◆ Problem to solve: Once the pictures are removed, return each record below exactly as written.

◆ Recorded information:
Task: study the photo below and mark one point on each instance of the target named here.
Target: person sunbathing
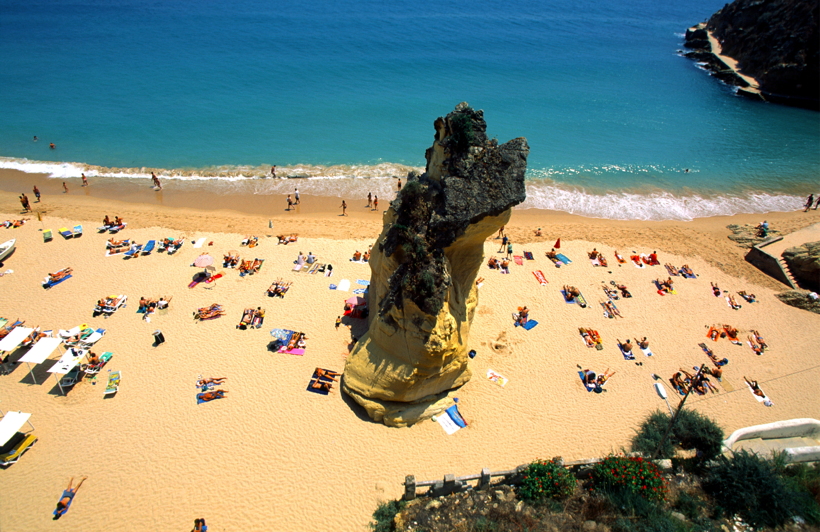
(210, 396)
(750, 298)
(52, 277)
(626, 346)
(755, 387)
(211, 380)
(603, 377)
(643, 343)
(570, 292)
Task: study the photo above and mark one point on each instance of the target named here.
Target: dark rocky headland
(776, 42)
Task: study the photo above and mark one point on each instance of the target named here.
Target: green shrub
(385, 514)
(634, 474)
(749, 486)
(544, 479)
(691, 431)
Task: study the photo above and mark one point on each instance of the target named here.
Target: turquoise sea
(214, 93)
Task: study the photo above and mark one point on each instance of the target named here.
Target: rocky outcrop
(776, 42)
(801, 299)
(423, 271)
(804, 264)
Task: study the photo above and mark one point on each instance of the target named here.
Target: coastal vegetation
(631, 492)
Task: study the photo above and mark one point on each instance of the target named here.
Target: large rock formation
(776, 42)
(804, 263)
(424, 265)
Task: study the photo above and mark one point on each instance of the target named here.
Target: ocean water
(212, 94)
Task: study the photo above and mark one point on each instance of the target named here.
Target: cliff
(775, 42)
(423, 271)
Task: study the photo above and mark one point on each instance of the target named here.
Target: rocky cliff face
(777, 42)
(423, 270)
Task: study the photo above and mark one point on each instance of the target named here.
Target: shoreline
(154, 434)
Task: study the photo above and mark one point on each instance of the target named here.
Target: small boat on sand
(6, 248)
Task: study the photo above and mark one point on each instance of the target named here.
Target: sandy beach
(274, 456)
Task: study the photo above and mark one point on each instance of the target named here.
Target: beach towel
(529, 324)
(497, 378)
(49, 284)
(567, 301)
(627, 355)
(199, 399)
(451, 420)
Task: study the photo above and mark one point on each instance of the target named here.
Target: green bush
(691, 431)
(633, 474)
(544, 479)
(384, 515)
(749, 486)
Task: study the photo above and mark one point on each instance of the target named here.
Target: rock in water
(423, 271)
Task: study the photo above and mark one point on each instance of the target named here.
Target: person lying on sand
(210, 396)
(211, 380)
(571, 292)
(52, 277)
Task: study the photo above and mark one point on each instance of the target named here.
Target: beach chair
(135, 250)
(113, 382)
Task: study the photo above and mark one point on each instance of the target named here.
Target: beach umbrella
(203, 261)
(355, 301)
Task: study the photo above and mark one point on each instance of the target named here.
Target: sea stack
(770, 50)
(423, 270)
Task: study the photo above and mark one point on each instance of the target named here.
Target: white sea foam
(546, 189)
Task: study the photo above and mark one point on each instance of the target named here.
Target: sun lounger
(49, 284)
(113, 382)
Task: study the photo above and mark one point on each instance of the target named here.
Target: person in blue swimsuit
(67, 497)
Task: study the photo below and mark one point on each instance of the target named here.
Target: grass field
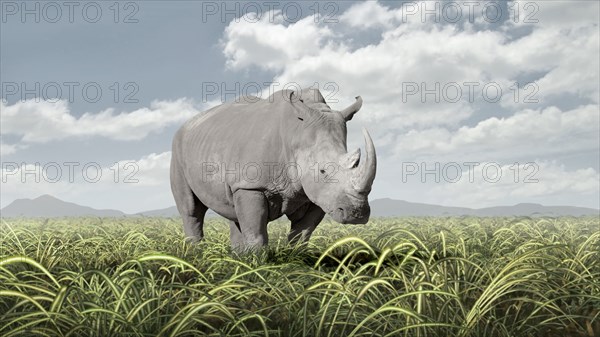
(391, 277)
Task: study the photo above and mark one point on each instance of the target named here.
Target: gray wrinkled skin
(258, 159)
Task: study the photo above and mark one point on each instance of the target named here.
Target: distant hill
(163, 212)
(49, 206)
(169, 212)
(391, 207)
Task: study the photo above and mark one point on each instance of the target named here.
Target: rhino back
(242, 138)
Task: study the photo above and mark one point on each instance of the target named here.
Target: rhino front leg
(252, 212)
(304, 223)
(192, 210)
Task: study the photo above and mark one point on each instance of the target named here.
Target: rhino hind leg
(235, 235)
(192, 210)
(304, 223)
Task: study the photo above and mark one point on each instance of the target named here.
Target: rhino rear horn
(364, 173)
(349, 112)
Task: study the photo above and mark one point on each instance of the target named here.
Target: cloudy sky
(469, 103)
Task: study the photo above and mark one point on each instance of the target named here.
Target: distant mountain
(49, 206)
(391, 207)
(169, 212)
(163, 212)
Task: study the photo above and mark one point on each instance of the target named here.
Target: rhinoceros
(254, 160)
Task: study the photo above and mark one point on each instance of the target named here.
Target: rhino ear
(349, 112)
(301, 111)
(295, 97)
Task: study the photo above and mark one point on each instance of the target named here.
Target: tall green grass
(392, 277)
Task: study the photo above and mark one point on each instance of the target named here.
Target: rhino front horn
(365, 172)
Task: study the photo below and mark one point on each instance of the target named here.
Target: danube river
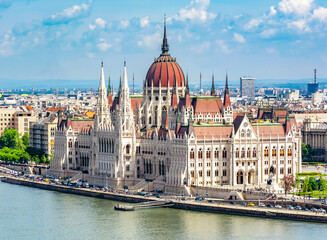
(29, 213)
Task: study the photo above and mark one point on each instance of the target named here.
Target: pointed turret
(213, 90)
(165, 46)
(226, 94)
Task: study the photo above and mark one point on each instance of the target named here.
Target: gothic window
(243, 153)
(289, 151)
(274, 152)
(237, 153)
(281, 152)
(248, 133)
(200, 153)
(216, 153)
(192, 154)
(224, 153)
(266, 152)
(70, 143)
(208, 153)
(127, 149)
(243, 133)
(254, 153)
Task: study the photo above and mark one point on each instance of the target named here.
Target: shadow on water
(38, 214)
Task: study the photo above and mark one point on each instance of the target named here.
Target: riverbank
(215, 207)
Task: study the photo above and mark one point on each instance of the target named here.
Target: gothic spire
(213, 90)
(164, 46)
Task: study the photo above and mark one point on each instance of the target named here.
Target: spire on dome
(226, 94)
(164, 46)
(213, 90)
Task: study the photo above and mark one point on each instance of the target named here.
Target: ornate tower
(102, 111)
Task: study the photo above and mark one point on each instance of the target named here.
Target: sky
(68, 39)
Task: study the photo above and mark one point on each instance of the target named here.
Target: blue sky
(67, 39)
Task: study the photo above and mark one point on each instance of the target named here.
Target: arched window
(200, 153)
(127, 149)
(243, 133)
(243, 153)
(248, 153)
(289, 151)
(274, 152)
(208, 153)
(266, 152)
(237, 153)
(282, 152)
(70, 143)
(192, 154)
(216, 153)
(224, 153)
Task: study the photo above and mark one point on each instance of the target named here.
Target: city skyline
(67, 40)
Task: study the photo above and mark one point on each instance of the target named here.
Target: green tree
(11, 139)
(313, 185)
(26, 139)
(322, 184)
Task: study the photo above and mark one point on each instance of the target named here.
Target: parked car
(321, 210)
(314, 210)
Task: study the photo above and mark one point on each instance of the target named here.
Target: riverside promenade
(214, 207)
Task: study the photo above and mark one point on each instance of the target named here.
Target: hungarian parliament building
(173, 139)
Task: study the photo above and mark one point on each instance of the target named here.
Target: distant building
(17, 118)
(313, 87)
(247, 87)
(317, 98)
(42, 134)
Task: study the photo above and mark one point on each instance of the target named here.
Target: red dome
(167, 69)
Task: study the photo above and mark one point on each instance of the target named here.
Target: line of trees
(15, 148)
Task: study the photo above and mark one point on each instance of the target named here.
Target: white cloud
(103, 45)
(320, 14)
(299, 7)
(299, 25)
(239, 38)
(272, 11)
(224, 47)
(197, 11)
(151, 41)
(268, 33)
(124, 24)
(100, 22)
(144, 22)
(68, 14)
(253, 23)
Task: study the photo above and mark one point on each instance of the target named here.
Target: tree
(288, 182)
(322, 184)
(313, 185)
(11, 139)
(26, 139)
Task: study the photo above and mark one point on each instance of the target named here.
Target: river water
(28, 213)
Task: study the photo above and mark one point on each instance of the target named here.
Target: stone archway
(251, 177)
(240, 177)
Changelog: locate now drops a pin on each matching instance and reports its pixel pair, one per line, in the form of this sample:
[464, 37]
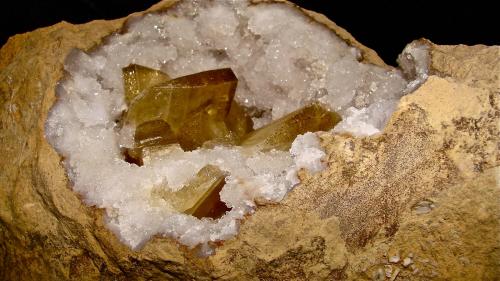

◆ Written answer:
Task: study the photo below and mark one point on each instance of the target named here.
Target: person sunbathing
(210, 396)
(750, 298)
(52, 277)
(626, 346)
(755, 387)
(211, 380)
(603, 377)
(643, 343)
(570, 292)
Task: study the photo above and mark one point on each instance of the target named here.
Target: dark rocky headland
(776, 42)
Task: study the photo above and mark one point on each instance of the target named here.
Target: green shrub
(385, 514)
(634, 474)
(749, 486)
(544, 479)
(691, 431)
Task: study the photo above and mark one point on each instance of the target named here.
Target: turquoise sea
(214, 93)
Task: study the photo above and mark one point on each instance of the target named here.
Target: rocky outcrop
(776, 42)
(801, 299)
(423, 271)
(804, 264)
Task: study the photo above and mark one point on each instance of the target named here.
Target: coastal vegetation
(631, 492)
Task: study the photo above and mark one point on each instance of the target named here.
Target: large rock formation
(776, 42)
(804, 263)
(424, 265)
Task: study the photo above and mark one point on each instance of the target named here.
Target: ocean water
(212, 94)
Task: study the photo above and mark one point on each instance of the target named here.
Target: cliff
(775, 42)
(423, 271)
Task: study the photo above and mark one point on each instance of the target named here.
Target: rocky cliff face
(777, 42)
(423, 270)
Task: study the photo above and mark one point on each instance of the target named here.
Target: shoreline
(154, 434)
Task: study the photo above and mark one point on each instance of the target named here.
Target: small boat on sand
(6, 248)
Task: study the photo above and mark one point on each instance of the target named here.
Target: sandy beach
(274, 456)
Task: study the photo above and mark one point on each instance of the target named here.
Target: beach towel
(529, 324)
(497, 378)
(49, 284)
(567, 301)
(627, 355)
(199, 399)
(451, 420)
Task: study the photo above and mark one point on each instance of the target named here.
Target: green bush
(691, 431)
(633, 474)
(544, 479)
(384, 515)
(749, 486)
Task: study the photo above and mark one point on each instance of the target named here.
Target: rock in water
(423, 271)
Task: study the photo above and mark one point on each instance of the target named here.
Target: person lying on sand
(210, 396)
(211, 380)
(571, 292)
(52, 277)
Task: study the photo above and mark one point on each instance of the target named here.
Target: beach chair
(135, 250)
(113, 382)
Task: study the photo above and mark one point on each instance of the target named here.
Target: beach umbrella
(203, 261)
(355, 301)
Task: study the photo above and mark one point on each instance of the target named here.
Target: sea stack
(770, 50)
(423, 270)
Task: study the photo above and mark one point on each instance of the target named here.
Target: white sea foam
(546, 189)
Task: study the photo above and mark one point on each instance of the target named here.
Target: sun lounger
(49, 284)
(113, 382)
Task: study the photo above and mark one point on each instance of the target named here.
Target: person in blue swimsuit
(67, 497)
Task: study the photo below and mark one point on each instance of the target named here.
Target: grass field
(391, 277)
Task: study the photo above and mark one point on each instance of the target named here.
Target: gray wrinkled skin
(258, 159)
Task: study the photo above and mark one point on each instance of the target named here.
Target: distant hill
(163, 212)
(49, 206)
(169, 212)
(391, 207)
Task: study the photo above and mark one point on each instance of the target named here.
Target: rhino back
(242, 138)
Task: study the photo above and mark one point on each instance of the target named here.
Target: rhino front leg
(252, 212)
(304, 223)
(192, 210)
Task: study the photo above and mark one point on each instance of the target named here.
Target: rhino hind leg
(235, 235)
(192, 210)
(304, 223)
Task: study the photo above and mark one point on each instance of the target named here.
Target: rhino rear horn
(364, 173)
(349, 112)
Task: study the photo above and mark one point on each instance of the target named here.
Target: cloudy sky
(469, 103)
Task: study the photo above and mark one point on each instance of the target named here.
Target: distant mountain
(49, 206)
(391, 207)
(169, 212)
(163, 212)
Task: study the photo above and mark one point on each instance of the target named here.
Target: rhinoceros
(254, 160)
Task: study the photo above and mark one point on each instance of the target named here.
Target: rhino ear
(349, 112)
(301, 111)
(295, 97)
Task: study the photo above and mark one point on each instance of the target named here.
Target: tall green grass
(392, 277)
Task: study the photo above and mark one point on each instance of the target named here.
Target: rhino front horn
(365, 172)
Task: study the photo below and mark one point on each instance of the target named here.
Target: danube river
(29, 213)
Task: study the photo above and mark one point on each instance of the target named here.
Target: pointed turret
(213, 90)
(165, 46)
(226, 94)
Task: study the photo above and mark one point on each instance of the target named here.
Target: gothic window
(243, 153)
(289, 151)
(274, 152)
(237, 153)
(281, 152)
(248, 133)
(200, 153)
(216, 153)
(192, 154)
(224, 153)
(266, 152)
(70, 143)
(208, 153)
(127, 149)
(243, 133)
(254, 153)
Task: study the photo above and mark one point on each instance of the target named here.
Target: shadow on water
(38, 214)
Task: study the photo above and mark one point on each instance of the target named here.
Target: riverbank
(215, 207)
Task: study the photo above and mark one point on each instance of the target named here.
Target: gothic spire
(213, 90)
(164, 46)
Task: study the photo above and mark one point on each instance of the target named here.
Target: spire on dome
(226, 94)
(164, 46)
(213, 90)
Task: study the photo above and mark one point on each instance of the target named here.
Target: ornate tower
(102, 111)
Task: study the photo above and mark one point on each instance of the target named here.
Target: sky
(68, 39)
Task: study the photo above and mark one point on each instance of the target named here.
Target: blue sky
(67, 39)
Task: study the photo above and mark one point on each instance of the target named here.
Target: arched window
(200, 153)
(127, 149)
(243, 133)
(243, 153)
(248, 153)
(289, 151)
(274, 152)
(208, 153)
(266, 152)
(237, 153)
(282, 152)
(70, 143)
(192, 154)
(216, 153)
(224, 153)
Task: study the photo above and mark one point on each instance of the target named here.
Target: city skyline
(67, 40)
Task: study the photo above and mark one point on each instance of the target named here.
Target: green tree
(11, 139)
(313, 185)
(26, 139)
(322, 184)
Task: study the photo above and mark one point on each instance of the target named here.
Target: parked car
(321, 210)
(314, 210)
Task: study the photo above and mark one point on each instance of the target named here.
Target: riverside promenade
(214, 207)
Task: study the photo above and mark one point on each instance of the target named here.
Target: hungarian parliament building
(173, 139)
Task: study the photo above and mark one point on each instance of the target named here.
Target: distant building
(17, 118)
(313, 87)
(247, 87)
(317, 98)
(42, 134)
Task: study the photo above and mark one point on each instance of the target named here.
Target: red dome
(167, 69)
Task: study the photo above and mark one point on each instance of the target named here.
Target: line of trees
(15, 148)
Task: study the photo above and mark one point on each instance of the target named here.
Target: white cloud
(103, 45)
(320, 14)
(299, 7)
(299, 25)
(239, 38)
(272, 11)
(224, 47)
(197, 11)
(151, 41)
(268, 33)
(124, 24)
(100, 22)
(144, 22)
(68, 14)
(253, 23)
Task: study the photo above and mark one point on each instance of the target named here.
Target: tree
(288, 182)
(322, 184)
(313, 185)
(11, 139)
(26, 139)
Task: study the photo above and mark one point on each instance of the target named here.
Target: river water
(28, 213)
Task: study the photo above and mark one point on each instance of the target named here.
Target: stone archway
(251, 177)
(240, 177)
Changelog: locate now drops a pin on each matching instance and reports its pixel pair, one per line, in the form of this sample:
[464, 37]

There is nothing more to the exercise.